%%
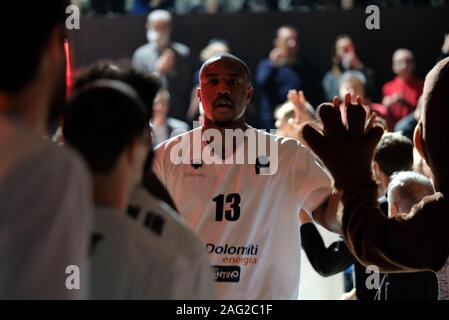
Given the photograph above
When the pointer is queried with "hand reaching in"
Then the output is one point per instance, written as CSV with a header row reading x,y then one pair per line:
x,y
346,150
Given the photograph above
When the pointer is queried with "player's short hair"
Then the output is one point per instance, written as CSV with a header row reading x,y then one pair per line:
%%
## Problem to solve
Reproduce every line of the records above word for word, leaving out the pictures.

## Exercise response
Given the photograph above
When the pointer is queried with "hand reaching in"
Then the output is one point per instance, written as CSV with a header row reading x,y then one pair per line:
x,y
346,150
Given the photograph above
When the pointer is queried with "player's short hair"
Then the output is one point per instance, written as CSV with a header row reading x,y then one pair per line:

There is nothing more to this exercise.